Objective — Print the entries below in their entirety, exactly as they are written.

_____

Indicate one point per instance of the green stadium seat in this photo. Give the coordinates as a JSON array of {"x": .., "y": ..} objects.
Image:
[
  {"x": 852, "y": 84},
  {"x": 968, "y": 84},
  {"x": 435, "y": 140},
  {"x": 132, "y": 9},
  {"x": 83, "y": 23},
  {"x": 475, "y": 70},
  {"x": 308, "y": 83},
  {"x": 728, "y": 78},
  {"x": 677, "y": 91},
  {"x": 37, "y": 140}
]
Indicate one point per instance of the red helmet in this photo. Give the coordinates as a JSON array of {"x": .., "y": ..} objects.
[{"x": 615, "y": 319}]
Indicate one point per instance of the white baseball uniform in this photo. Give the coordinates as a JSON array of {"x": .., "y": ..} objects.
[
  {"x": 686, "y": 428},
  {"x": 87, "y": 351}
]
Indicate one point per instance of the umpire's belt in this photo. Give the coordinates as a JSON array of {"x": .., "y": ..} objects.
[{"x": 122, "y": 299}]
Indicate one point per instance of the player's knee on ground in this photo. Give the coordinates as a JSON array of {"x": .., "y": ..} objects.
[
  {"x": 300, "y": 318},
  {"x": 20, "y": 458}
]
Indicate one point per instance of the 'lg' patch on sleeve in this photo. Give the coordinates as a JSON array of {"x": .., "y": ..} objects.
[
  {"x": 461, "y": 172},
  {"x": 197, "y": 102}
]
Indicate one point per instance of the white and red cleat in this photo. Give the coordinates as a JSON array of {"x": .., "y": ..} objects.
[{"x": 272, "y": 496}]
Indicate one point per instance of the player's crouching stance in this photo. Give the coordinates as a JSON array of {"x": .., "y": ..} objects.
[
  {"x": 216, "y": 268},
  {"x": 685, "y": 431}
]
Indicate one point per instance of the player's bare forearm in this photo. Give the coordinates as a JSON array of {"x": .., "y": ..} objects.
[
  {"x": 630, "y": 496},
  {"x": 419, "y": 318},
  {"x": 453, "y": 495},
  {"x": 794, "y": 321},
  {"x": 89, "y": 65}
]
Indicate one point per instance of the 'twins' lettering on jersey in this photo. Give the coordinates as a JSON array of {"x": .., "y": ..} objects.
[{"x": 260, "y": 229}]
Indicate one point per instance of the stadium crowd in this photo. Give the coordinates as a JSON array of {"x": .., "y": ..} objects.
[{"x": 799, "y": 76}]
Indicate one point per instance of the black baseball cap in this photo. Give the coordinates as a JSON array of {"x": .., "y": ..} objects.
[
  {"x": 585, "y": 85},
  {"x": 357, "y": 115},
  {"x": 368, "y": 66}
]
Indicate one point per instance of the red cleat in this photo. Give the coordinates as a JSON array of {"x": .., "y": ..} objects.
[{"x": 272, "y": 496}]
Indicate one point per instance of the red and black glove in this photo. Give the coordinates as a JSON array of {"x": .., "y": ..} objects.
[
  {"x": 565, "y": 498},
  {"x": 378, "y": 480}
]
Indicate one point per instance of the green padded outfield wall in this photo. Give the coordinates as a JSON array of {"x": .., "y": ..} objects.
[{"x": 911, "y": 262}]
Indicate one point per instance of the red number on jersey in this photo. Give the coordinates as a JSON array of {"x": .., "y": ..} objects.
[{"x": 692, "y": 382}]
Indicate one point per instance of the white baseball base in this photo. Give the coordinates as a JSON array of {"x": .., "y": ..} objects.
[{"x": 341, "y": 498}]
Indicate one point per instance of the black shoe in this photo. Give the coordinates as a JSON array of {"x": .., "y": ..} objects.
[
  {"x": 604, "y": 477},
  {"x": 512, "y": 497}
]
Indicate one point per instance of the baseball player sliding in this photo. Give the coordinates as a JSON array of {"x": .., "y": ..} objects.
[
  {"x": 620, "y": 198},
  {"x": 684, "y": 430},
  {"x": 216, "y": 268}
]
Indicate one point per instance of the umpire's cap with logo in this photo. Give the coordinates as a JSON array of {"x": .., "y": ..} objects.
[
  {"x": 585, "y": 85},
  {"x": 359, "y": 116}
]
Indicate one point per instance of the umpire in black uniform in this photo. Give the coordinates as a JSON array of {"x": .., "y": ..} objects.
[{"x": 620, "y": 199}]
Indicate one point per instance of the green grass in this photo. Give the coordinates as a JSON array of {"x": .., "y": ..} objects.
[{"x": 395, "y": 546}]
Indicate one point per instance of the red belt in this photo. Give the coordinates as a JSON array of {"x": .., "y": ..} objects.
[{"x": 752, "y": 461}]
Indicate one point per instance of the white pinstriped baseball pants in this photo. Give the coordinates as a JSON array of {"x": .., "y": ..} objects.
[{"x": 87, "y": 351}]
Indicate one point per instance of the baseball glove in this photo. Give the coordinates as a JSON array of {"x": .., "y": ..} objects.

_____

Complete answer —
Indicate one point per instance of the green stadium seat in this photo. Give the coordinates as a JSON array of {"x": .., "y": ..} objects.
Image:
[
  {"x": 852, "y": 84},
  {"x": 968, "y": 84},
  {"x": 435, "y": 140},
  {"x": 132, "y": 9},
  {"x": 83, "y": 23},
  {"x": 475, "y": 70},
  {"x": 308, "y": 83},
  {"x": 728, "y": 78},
  {"x": 677, "y": 91},
  {"x": 37, "y": 140}
]
Indicate one point per instance of the red helmet in this photo. Give the coordinates as a JSON array of {"x": .., "y": ..} objects.
[{"x": 615, "y": 319}]
Indicate one point per instance of the white baseball uniform in this photo. Give the coordinates as a JSON array of {"x": .., "y": ..} objects.
[
  {"x": 686, "y": 428},
  {"x": 87, "y": 351}
]
Indicate one point per instance of the umpire's belt in this photo. Give the coordinates as a JSON array of {"x": .., "y": ..} objects.
[{"x": 122, "y": 299}]
Indicate one point per instance of the player's knee on ground in this photo. Give the coordinates as a JSON array of {"x": .., "y": ..} objects.
[
  {"x": 300, "y": 318},
  {"x": 20, "y": 458}
]
Indicate one point per instance of the 'lg' patch on sleeve in this photo. Give the coordinates as a JSON array of {"x": .., "y": ..} objects.
[
  {"x": 461, "y": 172},
  {"x": 197, "y": 102}
]
Indicate one point per instance of the white and red cleat in this photo. Give the coordinates as a JSON array of {"x": .., "y": ..} objects.
[{"x": 272, "y": 496}]
Indicate one point per instance of the player's crouching stance in this photo. Give the coordinates as a JSON array of {"x": .., "y": ..} objects.
[
  {"x": 216, "y": 268},
  {"x": 685, "y": 431}
]
Indicate one point per instance of the player's bare forearm in this photo. Give the coordinates as a JSON array of {"x": .., "y": ..} objects.
[
  {"x": 630, "y": 496},
  {"x": 419, "y": 318},
  {"x": 453, "y": 495},
  {"x": 794, "y": 321},
  {"x": 89, "y": 65}
]
Indicate one point per instance of the 'twins' lettering on jersey in this photo. Give the coordinates as a JSON array of {"x": .., "y": ..} objects.
[{"x": 260, "y": 229}]
Indicate one point per instance of the stadium crowd in this photo. Give the coordinates as a JSON array of {"x": .., "y": ..} objects.
[{"x": 799, "y": 76}]
Indicate one point per instance of the black baseball cap in this photo. Give the coordinates as a JSON array of {"x": .., "y": ..} objects.
[
  {"x": 585, "y": 85},
  {"x": 357, "y": 115},
  {"x": 368, "y": 66}
]
Indicate one point per instance of the red cleat in this photo. Give the coordinates as a JSON array of {"x": .., "y": ..} objects.
[{"x": 272, "y": 496}]
Indicate one point per instance of the red and black glove in this photo. Give the coordinates as a JSON array of {"x": .., "y": ..} objects.
[
  {"x": 565, "y": 498},
  {"x": 378, "y": 480}
]
Indicate one point per instance of the green padded outfield wall in this photo. Give the coordinates as a JSON array of {"x": .., "y": ..} objects.
[{"x": 911, "y": 262}]
Indicate one point per instance of the red number on jersey in this photo. Give the coordinates as a JSON array of {"x": .., "y": ..} objects.
[{"x": 692, "y": 382}]
Indicate one point per instance of the white baseball base in this photo. Give the coordinates as a JSON array of {"x": .., "y": ..} objects.
[{"x": 341, "y": 498}]
Indicate one point per instance of the black shoe in this photo. Give the coordinates as a JSON array of {"x": .., "y": ..} objects.
[
  {"x": 604, "y": 477},
  {"x": 512, "y": 497}
]
Indicate one point per instance of the baseball player sliding in this photo. Give the coordinates as a JSON array of {"x": .., "y": ..} objects.
[
  {"x": 620, "y": 198},
  {"x": 684, "y": 430},
  {"x": 216, "y": 268}
]
Indicate one point per instance of the umpire's cap with logo in this photo. Give the coordinates as a JSON array of {"x": .., "y": ..} objects.
[
  {"x": 585, "y": 85},
  {"x": 359, "y": 116}
]
Indicate one point per instance of the umpire in black uniform in this photo. Give the coordinates as a JSON array of {"x": .., "y": ..} objects.
[{"x": 620, "y": 199}]
Indicate one point per instance of the green grass in this photo. Give the coordinates as a JSON array of {"x": .., "y": ..} objects.
[{"x": 395, "y": 546}]
Indicate one point per instance of the red belt in this photo. Give the coordinates as a JSON array of {"x": .., "y": ..} objects.
[{"x": 752, "y": 461}]
Indicate one point per instance of the white pinstriped baseball pants in this photo. Give the coordinates as a JSON array of {"x": .., "y": ..} objects.
[{"x": 87, "y": 351}]
Indicate one point per instance of the baseball glove in this photo. Give the coordinates as a JSON array of {"x": .., "y": ..} objects.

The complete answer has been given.